■ **PROBLEM DETAILS**: Which lines below include the string "mountain"? Please show each one.

************

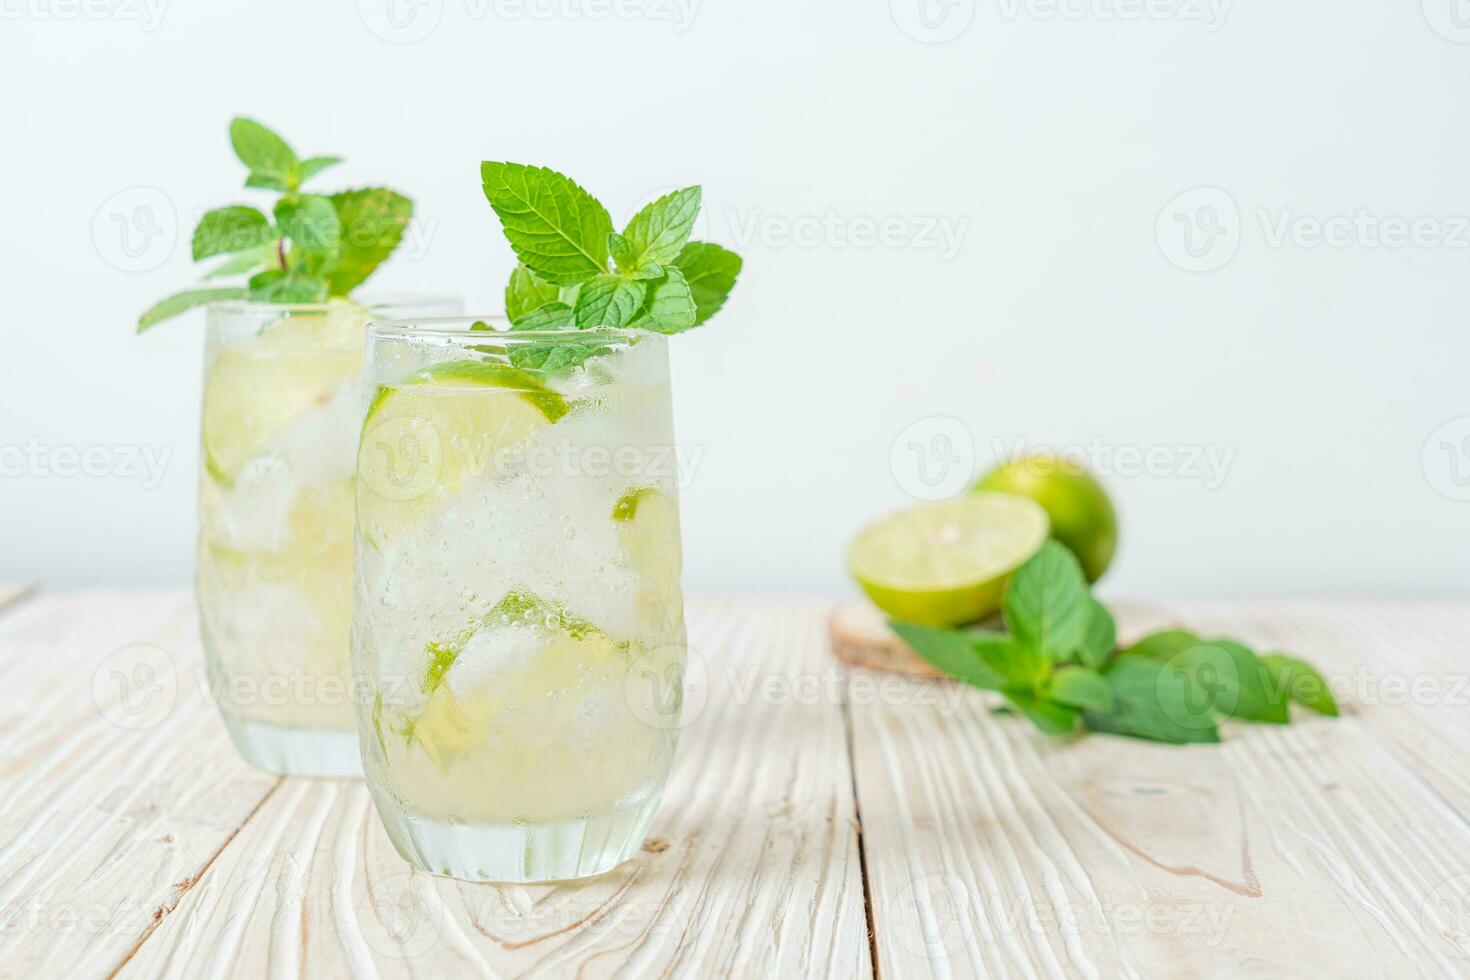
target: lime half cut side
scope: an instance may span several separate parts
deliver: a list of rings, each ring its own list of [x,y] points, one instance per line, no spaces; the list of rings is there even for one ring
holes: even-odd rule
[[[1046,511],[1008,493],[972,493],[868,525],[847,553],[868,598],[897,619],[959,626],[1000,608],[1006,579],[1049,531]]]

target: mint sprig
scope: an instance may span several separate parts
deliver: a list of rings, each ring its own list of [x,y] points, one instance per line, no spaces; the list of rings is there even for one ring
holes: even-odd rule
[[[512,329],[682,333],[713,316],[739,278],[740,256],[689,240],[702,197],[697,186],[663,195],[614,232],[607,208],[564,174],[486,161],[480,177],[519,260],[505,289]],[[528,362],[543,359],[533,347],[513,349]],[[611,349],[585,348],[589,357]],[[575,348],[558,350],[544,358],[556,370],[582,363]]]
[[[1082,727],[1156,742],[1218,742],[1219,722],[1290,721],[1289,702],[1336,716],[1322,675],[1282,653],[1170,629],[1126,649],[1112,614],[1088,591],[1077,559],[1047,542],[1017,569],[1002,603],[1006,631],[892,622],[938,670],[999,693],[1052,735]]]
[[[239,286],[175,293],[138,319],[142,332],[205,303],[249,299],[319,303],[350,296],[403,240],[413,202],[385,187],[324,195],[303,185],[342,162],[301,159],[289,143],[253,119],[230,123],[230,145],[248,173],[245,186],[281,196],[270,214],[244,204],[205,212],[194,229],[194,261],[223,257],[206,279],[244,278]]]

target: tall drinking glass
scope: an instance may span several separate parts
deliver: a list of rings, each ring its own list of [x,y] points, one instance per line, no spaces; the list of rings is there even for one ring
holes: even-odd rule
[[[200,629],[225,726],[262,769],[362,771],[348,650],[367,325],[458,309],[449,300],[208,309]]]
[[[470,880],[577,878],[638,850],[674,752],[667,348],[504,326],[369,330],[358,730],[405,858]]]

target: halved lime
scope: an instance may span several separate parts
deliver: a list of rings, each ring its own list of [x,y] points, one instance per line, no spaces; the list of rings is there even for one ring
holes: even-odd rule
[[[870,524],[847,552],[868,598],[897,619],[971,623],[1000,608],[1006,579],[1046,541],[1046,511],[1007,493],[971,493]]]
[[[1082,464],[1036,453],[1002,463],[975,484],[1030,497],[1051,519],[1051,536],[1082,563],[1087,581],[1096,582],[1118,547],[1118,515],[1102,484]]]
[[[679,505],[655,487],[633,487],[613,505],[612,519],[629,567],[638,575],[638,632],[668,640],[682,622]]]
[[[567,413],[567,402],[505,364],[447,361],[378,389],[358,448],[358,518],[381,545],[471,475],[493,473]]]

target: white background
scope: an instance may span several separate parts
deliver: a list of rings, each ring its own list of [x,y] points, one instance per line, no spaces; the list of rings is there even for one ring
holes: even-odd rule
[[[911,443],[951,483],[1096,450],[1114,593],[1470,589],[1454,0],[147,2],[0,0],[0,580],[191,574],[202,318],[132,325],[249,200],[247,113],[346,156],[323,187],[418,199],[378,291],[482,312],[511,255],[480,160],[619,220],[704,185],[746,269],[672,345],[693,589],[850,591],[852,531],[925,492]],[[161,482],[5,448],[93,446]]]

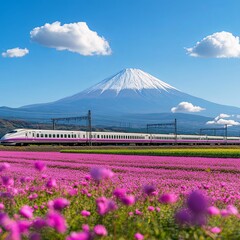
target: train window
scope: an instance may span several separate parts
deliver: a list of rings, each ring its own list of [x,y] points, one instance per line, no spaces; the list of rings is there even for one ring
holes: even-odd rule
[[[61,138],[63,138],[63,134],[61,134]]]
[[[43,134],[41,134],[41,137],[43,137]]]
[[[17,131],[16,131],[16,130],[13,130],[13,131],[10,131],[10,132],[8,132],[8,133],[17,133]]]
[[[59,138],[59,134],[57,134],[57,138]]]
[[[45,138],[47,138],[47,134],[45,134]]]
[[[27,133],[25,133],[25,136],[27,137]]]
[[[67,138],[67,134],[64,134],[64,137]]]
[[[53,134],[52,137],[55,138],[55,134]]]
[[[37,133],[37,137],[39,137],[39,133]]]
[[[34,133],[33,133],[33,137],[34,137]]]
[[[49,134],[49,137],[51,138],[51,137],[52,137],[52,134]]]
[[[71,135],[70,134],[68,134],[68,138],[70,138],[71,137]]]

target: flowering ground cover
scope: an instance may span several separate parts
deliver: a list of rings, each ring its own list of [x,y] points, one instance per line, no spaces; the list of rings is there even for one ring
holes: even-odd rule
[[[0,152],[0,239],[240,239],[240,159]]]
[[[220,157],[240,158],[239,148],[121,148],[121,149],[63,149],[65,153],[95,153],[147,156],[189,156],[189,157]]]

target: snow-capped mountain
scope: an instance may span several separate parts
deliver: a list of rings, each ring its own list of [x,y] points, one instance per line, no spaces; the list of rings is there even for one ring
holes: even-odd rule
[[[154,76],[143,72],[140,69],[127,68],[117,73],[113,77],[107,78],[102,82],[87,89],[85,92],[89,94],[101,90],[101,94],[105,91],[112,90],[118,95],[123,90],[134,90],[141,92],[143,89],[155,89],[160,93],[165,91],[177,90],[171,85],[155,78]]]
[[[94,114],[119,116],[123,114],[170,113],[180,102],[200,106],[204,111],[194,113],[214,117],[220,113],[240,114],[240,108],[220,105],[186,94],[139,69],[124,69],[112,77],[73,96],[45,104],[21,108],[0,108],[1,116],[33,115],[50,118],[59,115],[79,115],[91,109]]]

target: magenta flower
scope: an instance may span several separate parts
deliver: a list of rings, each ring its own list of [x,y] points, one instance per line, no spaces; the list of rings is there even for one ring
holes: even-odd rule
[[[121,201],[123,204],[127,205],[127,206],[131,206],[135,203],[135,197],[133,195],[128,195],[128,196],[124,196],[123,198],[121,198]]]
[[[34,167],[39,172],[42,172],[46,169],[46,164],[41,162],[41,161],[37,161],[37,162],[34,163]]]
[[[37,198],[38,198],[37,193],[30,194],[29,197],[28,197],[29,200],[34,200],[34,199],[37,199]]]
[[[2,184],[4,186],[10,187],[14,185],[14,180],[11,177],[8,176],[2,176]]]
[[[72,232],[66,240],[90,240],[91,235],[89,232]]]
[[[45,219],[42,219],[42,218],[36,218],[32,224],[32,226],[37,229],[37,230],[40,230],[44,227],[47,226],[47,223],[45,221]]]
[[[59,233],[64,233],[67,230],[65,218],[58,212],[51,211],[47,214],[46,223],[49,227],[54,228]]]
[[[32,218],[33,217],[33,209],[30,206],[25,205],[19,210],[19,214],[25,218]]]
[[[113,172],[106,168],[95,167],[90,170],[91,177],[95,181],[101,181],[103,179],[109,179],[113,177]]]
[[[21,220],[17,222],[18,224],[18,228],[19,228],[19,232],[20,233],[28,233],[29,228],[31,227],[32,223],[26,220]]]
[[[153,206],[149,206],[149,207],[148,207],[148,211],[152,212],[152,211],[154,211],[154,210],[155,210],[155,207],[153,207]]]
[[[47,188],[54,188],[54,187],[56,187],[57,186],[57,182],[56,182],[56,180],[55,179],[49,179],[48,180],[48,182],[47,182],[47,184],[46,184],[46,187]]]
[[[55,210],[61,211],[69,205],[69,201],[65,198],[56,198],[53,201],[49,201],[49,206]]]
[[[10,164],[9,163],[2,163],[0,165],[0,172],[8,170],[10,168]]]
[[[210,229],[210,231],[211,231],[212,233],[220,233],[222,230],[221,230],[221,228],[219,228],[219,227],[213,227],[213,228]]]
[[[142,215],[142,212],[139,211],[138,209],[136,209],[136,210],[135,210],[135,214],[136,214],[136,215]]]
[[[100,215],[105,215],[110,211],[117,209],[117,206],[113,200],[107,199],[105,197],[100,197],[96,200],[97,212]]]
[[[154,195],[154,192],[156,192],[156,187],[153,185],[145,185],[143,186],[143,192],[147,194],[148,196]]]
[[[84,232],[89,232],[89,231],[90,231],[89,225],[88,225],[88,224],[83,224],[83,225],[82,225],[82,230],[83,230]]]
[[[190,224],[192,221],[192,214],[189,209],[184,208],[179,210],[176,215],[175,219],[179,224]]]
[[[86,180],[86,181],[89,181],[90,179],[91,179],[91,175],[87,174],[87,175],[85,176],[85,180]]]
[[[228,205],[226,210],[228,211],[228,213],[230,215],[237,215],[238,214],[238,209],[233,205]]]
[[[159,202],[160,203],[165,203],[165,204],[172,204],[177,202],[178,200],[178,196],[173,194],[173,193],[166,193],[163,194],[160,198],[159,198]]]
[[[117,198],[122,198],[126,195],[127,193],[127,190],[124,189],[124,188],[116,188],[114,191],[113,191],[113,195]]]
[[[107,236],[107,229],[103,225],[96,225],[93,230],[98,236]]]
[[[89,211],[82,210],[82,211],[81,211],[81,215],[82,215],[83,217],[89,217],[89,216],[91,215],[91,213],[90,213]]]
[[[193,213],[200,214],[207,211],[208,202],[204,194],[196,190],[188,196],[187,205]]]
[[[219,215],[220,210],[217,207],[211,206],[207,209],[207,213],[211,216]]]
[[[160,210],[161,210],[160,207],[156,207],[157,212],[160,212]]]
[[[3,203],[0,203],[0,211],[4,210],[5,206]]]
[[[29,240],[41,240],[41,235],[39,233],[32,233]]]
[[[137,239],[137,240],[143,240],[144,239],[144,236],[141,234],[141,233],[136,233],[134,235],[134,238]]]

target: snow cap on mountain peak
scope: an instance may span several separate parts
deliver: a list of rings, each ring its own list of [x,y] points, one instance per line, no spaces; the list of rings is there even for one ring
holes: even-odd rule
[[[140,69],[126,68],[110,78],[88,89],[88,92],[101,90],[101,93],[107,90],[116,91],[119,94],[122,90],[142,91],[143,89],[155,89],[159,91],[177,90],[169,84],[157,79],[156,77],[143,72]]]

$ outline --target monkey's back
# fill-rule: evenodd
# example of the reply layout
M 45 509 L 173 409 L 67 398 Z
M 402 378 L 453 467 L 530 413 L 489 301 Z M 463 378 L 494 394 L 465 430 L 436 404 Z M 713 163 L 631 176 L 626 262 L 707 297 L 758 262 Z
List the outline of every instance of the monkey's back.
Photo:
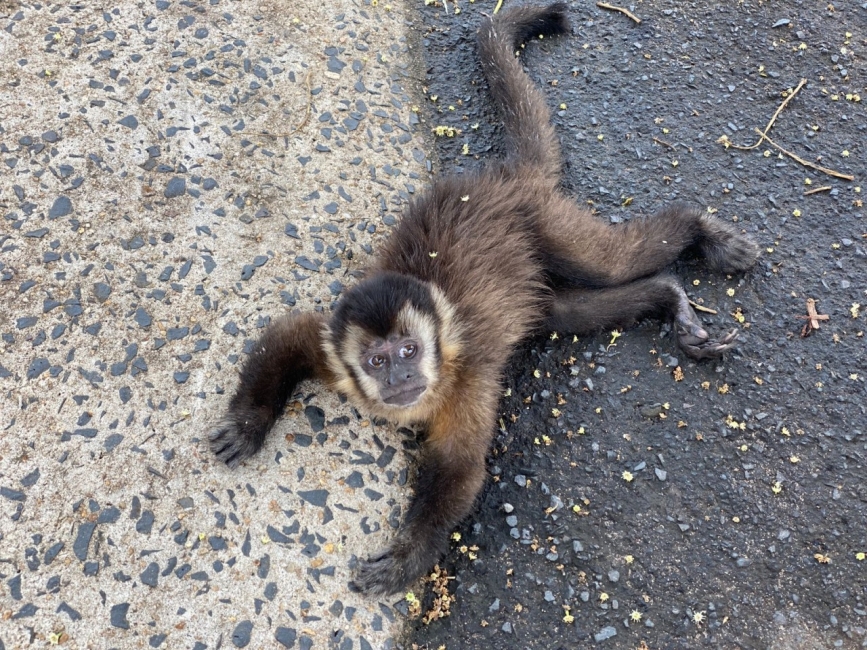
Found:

************

■ **YOUR RESPONSE**:
target: snow-capped mountain
target: snow cap on mountain peak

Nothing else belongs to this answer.